(Region pointing data)
____________________

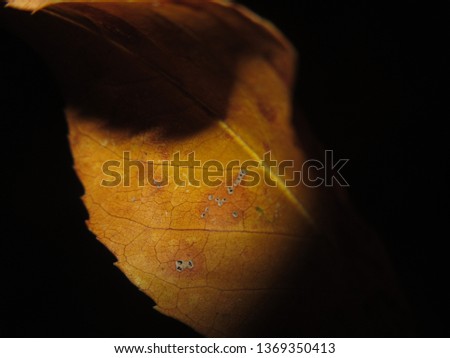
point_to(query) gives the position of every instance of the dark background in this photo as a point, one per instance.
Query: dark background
(368, 83)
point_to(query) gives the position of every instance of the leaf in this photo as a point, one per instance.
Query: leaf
(153, 79)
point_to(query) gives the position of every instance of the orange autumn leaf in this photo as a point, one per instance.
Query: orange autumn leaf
(146, 80)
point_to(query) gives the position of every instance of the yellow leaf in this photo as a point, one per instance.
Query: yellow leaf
(144, 81)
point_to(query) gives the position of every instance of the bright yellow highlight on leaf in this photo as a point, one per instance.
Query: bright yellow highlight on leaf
(160, 77)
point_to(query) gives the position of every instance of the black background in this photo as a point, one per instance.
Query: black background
(368, 83)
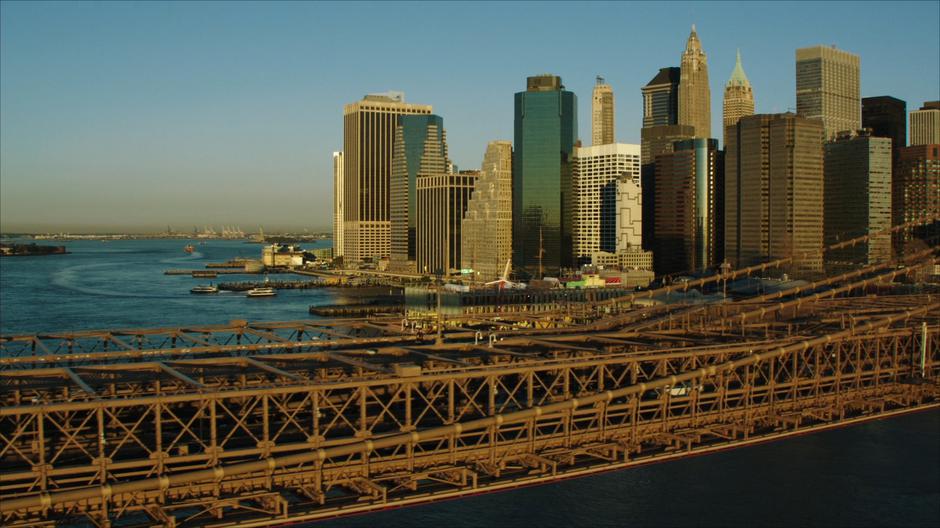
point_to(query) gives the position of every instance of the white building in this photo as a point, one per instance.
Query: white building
(597, 169)
(338, 210)
(629, 220)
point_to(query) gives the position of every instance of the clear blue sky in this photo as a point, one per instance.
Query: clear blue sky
(138, 115)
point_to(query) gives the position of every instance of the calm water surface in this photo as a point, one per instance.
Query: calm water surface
(884, 473)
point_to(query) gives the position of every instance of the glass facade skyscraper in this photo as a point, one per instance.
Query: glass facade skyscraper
(546, 128)
(419, 148)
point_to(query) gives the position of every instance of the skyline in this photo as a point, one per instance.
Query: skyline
(150, 107)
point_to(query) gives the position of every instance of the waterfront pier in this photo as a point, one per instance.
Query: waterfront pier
(255, 424)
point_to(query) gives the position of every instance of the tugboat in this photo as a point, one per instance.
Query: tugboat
(261, 292)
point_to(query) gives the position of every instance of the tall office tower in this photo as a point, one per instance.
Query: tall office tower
(774, 190)
(659, 132)
(442, 202)
(338, 198)
(886, 116)
(739, 98)
(857, 190)
(546, 127)
(368, 135)
(925, 124)
(602, 113)
(486, 235)
(827, 88)
(694, 94)
(628, 221)
(915, 193)
(661, 98)
(595, 174)
(688, 207)
(656, 140)
(420, 149)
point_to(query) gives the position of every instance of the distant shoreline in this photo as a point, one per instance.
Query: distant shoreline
(30, 250)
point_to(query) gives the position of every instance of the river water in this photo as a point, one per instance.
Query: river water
(883, 473)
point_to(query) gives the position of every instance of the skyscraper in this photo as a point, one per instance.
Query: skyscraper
(656, 140)
(886, 117)
(827, 88)
(915, 193)
(420, 149)
(442, 202)
(546, 127)
(774, 191)
(595, 174)
(739, 98)
(694, 93)
(857, 194)
(661, 98)
(368, 137)
(925, 124)
(688, 207)
(338, 199)
(628, 224)
(602, 113)
(486, 235)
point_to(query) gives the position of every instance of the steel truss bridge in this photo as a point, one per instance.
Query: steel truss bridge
(265, 423)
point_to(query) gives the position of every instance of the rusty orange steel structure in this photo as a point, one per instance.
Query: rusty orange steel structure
(264, 423)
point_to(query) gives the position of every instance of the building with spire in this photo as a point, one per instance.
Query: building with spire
(739, 98)
(602, 113)
(694, 94)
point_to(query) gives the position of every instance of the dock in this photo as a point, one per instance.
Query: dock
(276, 284)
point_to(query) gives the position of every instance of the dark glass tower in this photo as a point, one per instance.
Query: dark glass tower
(419, 147)
(886, 116)
(546, 128)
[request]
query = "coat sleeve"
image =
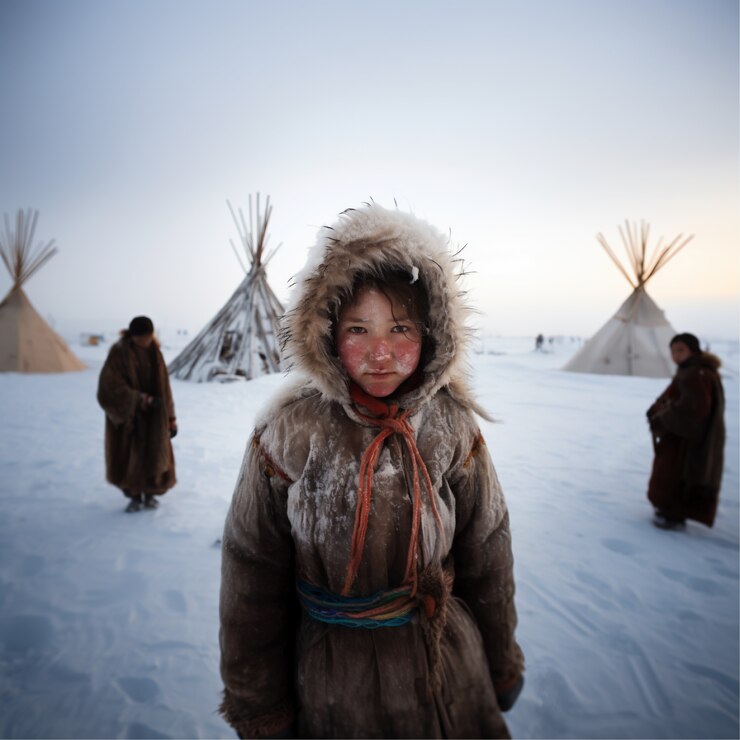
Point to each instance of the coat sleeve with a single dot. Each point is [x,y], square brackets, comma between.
[257,603]
[117,398]
[686,415]
[484,563]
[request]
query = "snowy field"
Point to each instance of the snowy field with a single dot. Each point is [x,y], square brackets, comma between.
[109,621]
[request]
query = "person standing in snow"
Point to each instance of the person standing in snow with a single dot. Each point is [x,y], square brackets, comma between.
[367,573]
[134,391]
[688,428]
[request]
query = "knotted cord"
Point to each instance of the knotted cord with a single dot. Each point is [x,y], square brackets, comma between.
[391,420]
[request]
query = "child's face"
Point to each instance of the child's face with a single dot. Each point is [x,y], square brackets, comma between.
[379,345]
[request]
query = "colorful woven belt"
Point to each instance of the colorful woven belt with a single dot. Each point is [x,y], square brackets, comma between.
[391,608]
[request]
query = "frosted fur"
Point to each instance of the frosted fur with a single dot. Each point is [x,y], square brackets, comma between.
[366,240]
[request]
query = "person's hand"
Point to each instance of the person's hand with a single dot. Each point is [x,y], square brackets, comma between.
[508,692]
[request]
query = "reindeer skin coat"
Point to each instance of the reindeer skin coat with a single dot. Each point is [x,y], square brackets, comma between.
[293,510]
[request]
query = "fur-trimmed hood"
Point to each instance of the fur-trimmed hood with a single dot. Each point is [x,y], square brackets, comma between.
[367,240]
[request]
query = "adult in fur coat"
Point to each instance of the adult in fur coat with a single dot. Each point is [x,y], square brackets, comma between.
[359,597]
[134,391]
[687,423]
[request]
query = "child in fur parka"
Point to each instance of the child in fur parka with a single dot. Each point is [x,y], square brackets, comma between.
[367,576]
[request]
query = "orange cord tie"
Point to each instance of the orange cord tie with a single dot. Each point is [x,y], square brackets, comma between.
[391,422]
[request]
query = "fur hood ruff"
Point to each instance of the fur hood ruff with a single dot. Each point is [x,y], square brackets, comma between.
[367,240]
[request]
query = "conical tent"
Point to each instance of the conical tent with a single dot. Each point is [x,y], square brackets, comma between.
[27,343]
[635,340]
[241,339]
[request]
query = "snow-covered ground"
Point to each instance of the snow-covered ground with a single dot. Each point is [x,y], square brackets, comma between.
[109,621]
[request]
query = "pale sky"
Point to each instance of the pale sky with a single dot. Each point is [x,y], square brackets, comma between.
[523,128]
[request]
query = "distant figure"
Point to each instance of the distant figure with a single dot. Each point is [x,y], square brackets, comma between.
[687,423]
[134,391]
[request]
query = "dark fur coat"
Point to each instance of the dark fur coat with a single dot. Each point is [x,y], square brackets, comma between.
[687,422]
[138,451]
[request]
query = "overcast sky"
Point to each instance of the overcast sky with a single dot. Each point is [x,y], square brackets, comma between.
[522,127]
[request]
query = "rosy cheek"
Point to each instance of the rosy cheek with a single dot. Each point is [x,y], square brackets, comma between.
[407,358]
[351,353]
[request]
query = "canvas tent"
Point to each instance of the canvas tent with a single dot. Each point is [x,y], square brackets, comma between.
[635,340]
[240,342]
[27,343]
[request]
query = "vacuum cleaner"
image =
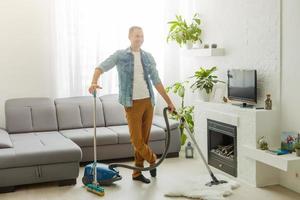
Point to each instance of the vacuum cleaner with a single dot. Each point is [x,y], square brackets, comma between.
[99,174]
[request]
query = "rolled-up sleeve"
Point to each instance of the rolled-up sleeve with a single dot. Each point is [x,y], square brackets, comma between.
[154,76]
[109,63]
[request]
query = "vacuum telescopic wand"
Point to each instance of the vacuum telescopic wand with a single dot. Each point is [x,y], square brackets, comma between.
[94,187]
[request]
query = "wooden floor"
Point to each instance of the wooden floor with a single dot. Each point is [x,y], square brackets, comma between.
[174,168]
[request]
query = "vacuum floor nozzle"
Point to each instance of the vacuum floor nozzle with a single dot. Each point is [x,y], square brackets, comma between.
[96,189]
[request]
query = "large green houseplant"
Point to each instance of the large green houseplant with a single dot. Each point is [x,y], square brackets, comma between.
[205,81]
[179,88]
[184,33]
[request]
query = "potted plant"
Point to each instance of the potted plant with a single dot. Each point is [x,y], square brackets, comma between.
[205,81]
[178,88]
[184,33]
[297,148]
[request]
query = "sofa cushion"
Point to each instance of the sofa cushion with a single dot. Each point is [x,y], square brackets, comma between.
[30,114]
[5,141]
[68,116]
[114,112]
[84,137]
[18,119]
[39,148]
[81,110]
[124,136]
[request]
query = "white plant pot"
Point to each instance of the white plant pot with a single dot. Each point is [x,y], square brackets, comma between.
[203,96]
[189,44]
[198,45]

____________________

### WHAT THE TASK ASKS
From the entries above, print the lines beginning at the one with "of the river" and stopping after the one with "of the skyscraper", exactly as written and with nothing else.

### TASK OUTPUT
point_to(query) gives the position of every instance of the river water in this photo as a point, one per instance.
Query: river water
(883, 473)
point_to(query) gives the position of every instance of the skyscraper in this photo as a point, one per instance.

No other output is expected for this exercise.